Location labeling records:
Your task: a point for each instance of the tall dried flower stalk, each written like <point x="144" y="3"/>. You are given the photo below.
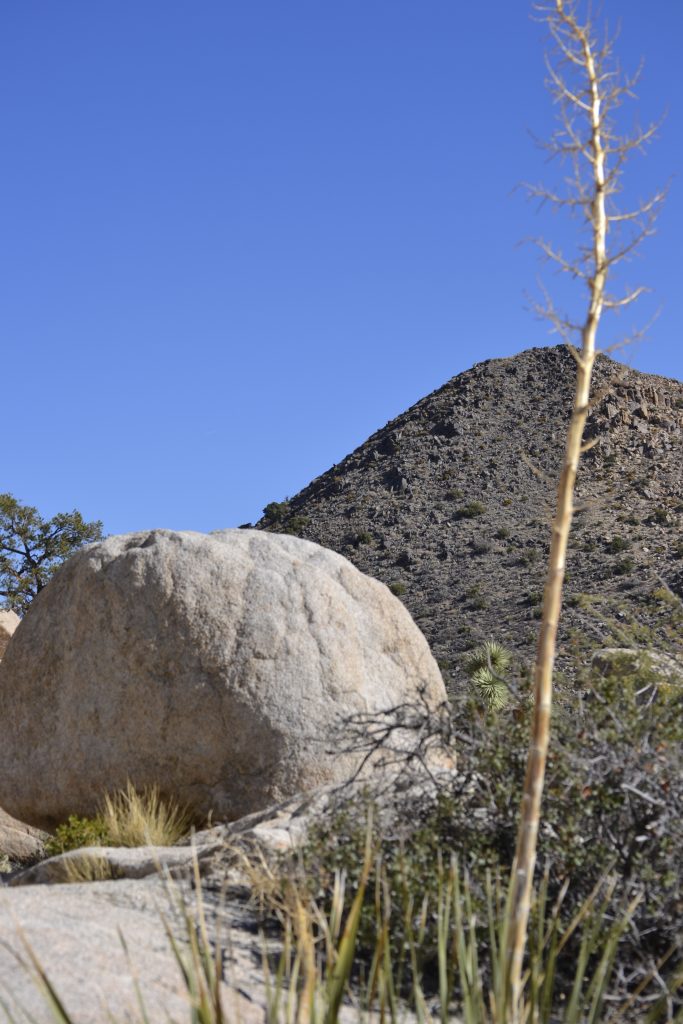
<point x="588" y="87"/>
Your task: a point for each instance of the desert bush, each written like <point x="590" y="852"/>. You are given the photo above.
<point x="613" y="806"/>
<point x="76" y="833"/>
<point x="295" y="524"/>
<point x="125" y="818"/>
<point x="133" y="818"/>
<point x="485" y="666"/>
<point x="275" y="512"/>
<point x="471" y="510"/>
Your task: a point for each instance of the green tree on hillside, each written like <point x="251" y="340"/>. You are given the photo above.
<point x="32" y="548"/>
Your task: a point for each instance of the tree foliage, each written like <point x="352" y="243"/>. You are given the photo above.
<point x="32" y="548"/>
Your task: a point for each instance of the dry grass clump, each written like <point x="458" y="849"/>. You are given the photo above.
<point x="129" y="817"/>
<point x="133" y="818"/>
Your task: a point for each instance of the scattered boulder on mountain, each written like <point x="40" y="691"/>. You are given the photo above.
<point x="217" y="667"/>
<point x="8" y="623"/>
<point x="18" y="842"/>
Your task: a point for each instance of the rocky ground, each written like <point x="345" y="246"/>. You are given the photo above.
<point x="450" y="505"/>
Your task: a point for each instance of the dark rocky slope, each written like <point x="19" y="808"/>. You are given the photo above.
<point x="450" y="504"/>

_TASK BRIEF:_
The entries above are to be returned exactly, without their pictures.

_RESULT OF THIS EXERCISE:_
Your task: a point for each instance of the tall dried flower stalk, each written like <point x="144" y="3"/>. You are given the photo below.
<point x="588" y="87"/>
Your task: a point for each instance of the desert bush, each written like <point x="590" y="852"/>. You are given the photo above.
<point x="613" y="806"/>
<point x="76" y="833"/>
<point x="295" y="524"/>
<point x="125" y="818"/>
<point x="133" y="818"/>
<point x="485" y="666"/>
<point x="275" y="512"/>
<point x="471" y="510"/>
Your task: a point for each instance of the green tree on hillside, each written like <point x="251" y="340"/>. You are given the photo above.
<point x="32" y="548"/>
Your task: a point for each instance of the tree foliage, each written like <point x="352" y="243"/>. You are given the photo above.
<point x="32" y="548"/>
Your task: a point for each instance of the dry grass clump, each written like <point x="458" y="849"/>. You are given the photo above.
<point x="129" y="817"/>
<point x="133" y="818"/>
Your task: a point for each instance of the scattered boulder on mountain, each written like <point x="40" y="691"/>. You are given the photo above.
<point x="217" y="667"/>
<point x="8" y="623"/>
<point x="18" y="842"/>
Your task: a point for each instance of the rocky ground, each written like <point x="345" y="246"/>. You are given the photo above.
<point x="450" y="505"/>
Your task: a point for each instance of the dark rocky slope, each written like <point x="19" y="808"/>. You are given the photo above.
<point x="450" y="504"/>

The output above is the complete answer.